Start of RECORDS PROVIDED
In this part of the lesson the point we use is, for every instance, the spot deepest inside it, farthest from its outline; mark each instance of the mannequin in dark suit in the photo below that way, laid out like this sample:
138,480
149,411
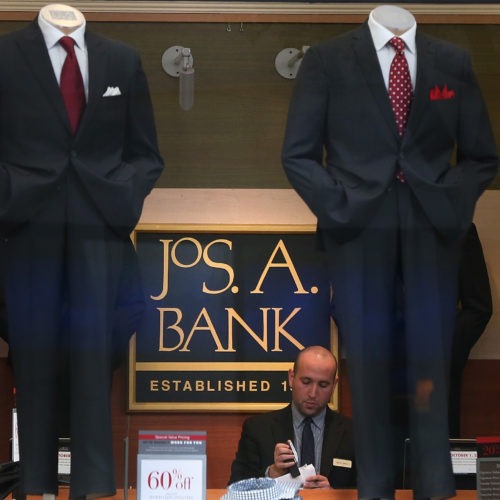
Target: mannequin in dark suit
475,308
263,448
385,238
68,202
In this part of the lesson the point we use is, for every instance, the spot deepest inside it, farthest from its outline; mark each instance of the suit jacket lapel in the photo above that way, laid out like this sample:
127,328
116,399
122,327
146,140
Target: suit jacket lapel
33,49
425,65
370,68
331,436
97,59
282,425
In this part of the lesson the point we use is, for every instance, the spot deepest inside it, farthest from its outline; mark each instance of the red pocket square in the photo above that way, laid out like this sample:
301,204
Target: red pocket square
436,93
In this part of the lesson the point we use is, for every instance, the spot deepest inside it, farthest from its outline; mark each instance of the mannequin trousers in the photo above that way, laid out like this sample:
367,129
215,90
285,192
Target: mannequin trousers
397,271
63,270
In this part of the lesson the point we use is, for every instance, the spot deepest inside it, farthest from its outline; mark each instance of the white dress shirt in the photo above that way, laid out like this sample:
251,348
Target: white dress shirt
385,53
57,53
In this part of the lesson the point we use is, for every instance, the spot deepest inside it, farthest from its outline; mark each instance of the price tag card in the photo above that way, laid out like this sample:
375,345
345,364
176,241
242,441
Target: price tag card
488,468
171,477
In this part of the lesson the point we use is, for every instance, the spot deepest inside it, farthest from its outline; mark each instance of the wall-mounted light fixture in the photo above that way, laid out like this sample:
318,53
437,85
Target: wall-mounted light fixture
287,62
177,61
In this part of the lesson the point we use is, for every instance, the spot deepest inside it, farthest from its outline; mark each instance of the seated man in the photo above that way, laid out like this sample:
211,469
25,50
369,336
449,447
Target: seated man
263,448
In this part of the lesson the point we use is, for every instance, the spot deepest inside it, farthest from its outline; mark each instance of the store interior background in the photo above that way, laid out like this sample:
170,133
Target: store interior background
232,139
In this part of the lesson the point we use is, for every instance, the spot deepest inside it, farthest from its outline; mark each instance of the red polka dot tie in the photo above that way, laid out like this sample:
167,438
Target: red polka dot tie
72,83
400,89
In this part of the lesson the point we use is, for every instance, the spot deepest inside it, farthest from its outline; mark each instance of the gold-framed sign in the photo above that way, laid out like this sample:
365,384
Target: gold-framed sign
227,310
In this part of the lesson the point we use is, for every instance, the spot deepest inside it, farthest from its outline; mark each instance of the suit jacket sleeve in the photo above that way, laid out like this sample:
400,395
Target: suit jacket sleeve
475,302
133,162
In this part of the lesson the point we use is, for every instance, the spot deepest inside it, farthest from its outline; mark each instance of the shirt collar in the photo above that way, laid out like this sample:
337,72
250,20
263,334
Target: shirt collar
381,35
52,35
317,419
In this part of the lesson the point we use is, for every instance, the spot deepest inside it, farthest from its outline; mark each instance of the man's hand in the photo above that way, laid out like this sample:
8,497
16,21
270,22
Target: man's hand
316,481
283,460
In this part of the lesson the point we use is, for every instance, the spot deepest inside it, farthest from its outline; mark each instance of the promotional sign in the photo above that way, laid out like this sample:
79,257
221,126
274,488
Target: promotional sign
171,465
488,468
227,312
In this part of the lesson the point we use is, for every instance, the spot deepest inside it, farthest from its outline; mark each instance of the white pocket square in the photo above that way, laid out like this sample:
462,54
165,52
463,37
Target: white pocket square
112,91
End of RECORDS PROVIDED
### SET EXERCISE
Without the pictures, return all the records precisely as they stand.

### RESPONSE BELOW
In this part of the lesson the point we use is, for every instance, the spot deepest inside it, farthest from its outline; mark each instance of the mannequin in dark suit in the photo below that way, laid out like this sample:
138,480
149,411
Target: mannequin in dark suit
475,308
263,448
385,238
68,202
In this part of the lesson the point we use is, for every instance, the spot deepest inside it, farthest from its outline; mark each instance of the suit jacket lapel in the photo above that way, laid out like this sample:
127,328
116,399
122,327
146,140
Target: suit jacket lapel
33,49
425,65
370,68
331,436
97,59
282,425
In this part of the lesson the point we use is, for every instance, the spot deepest inside it, farthest from its outline; mark each instance of the red pocket square in the photo above that way, laid out like this sample:
301,204
Target: red pocket square
436,93
In this part of the lesson the point we use is, for every instance, the spot deepest inside it, farthest from its outline; mark each instance of the mannequin trousers in the photo above that way, laid out like this sample:
367,129
215,90
285,192
Target: mannequin trousers
397,271
63,270
In this part of the lesson the point we use is, for every instance, the spot deepest inside it, farthest from its outline; mark each instance of the white dress shirt in the photo above that way, laid out like this sample:
251,348
Target: white dress shirt
385,53
57,53
In this part of the lesson the point we use is, for every instance, the spot deepest inside it, farthest from its outline; mark each instance of the price tag card in the photo above that way, laid out like this sample:
375,345
345,364
176,241
242,441
Target: price tag card
488,468
171,477
In this part of the lesson the point we use is, for every instance, the spot deepest inside it, farthest from its outline; mark each instance of the wall-mounted light fixture in the photo above that way, laid out like this sample:
318,53
437,85
Target: wall-mounted light fixture
287,62
177,61
In this part of the lesson the point we use is, for every instance, the spot deepest inside it, farthest from its outline; mark each instance of the seated man in the photo above that way, laid out like this sample:
211,469
25,50
369,336
449,447
Target: seated man
263,448
In this part of the lesson the point we use is, for every instance, the spot deepest inside it, farthest from its outline; mark each instance of the store interior background in the photo above that way, laid out like this sample:
170,133
Target: store interior background
232,139
In this part of the lesson the point we use is, for every instance, the spot deepest inside it, farthest from its outline; mark each instance of the red polka dot tie in the photo above that way, laid out like this sample:
167,438
Target: red polka dot tie
72,83
400,89
In this part of the lesson the point we use is, for every instance, the spot deepest inside it, farthest from its outline; mark each instance of the gold-framed sign in the photo above that way, laid out like this sample:
365,384
Target: gold-framed sign
227,310
In this part of the lesson the point we use is, for every instance, the spot deepest inside it, farthest from its outline; mark each instance of the suit jacket sleeve in the photo above that way, laid out like this sample:
400,395
Target: suit jacket sleeve
475,302
133,162
In this part of the lesson the point we use is, for every instance, the spot deepest inside it, farthest from its outline; mark each instance of the shirt collar in the photo above that way, laid out like this sample:
337,72
250,20
263,334
Target: shirt collar
381,35
52,35
317,419
In this part of the lesson the point we use is, for every instance, the spot deepest inside it, farthest from its outline; mark each instance of the man's hand in the photo above that way, laid out like this sample:
8,497
16,21
270,22
Target: man's hand
316,481
283,460
In this part of the lesson the point we use is, for every instance, the spot deepest inside it, farthest from its outline; mark each instance of the promotional sign in the photo above that way, laid out like this sample:
79,257
221,126
274,488
Target: promotional sign
171,465
488,468
227,312
In this part of the lesson the point we use is, for every instance, the spot deepest inside it, farthest from its outline; mark each instance of the white pocket square in the photo above that way, laid out like this sample:
462,54
165,52
463,37
Target: white pocket square
112,91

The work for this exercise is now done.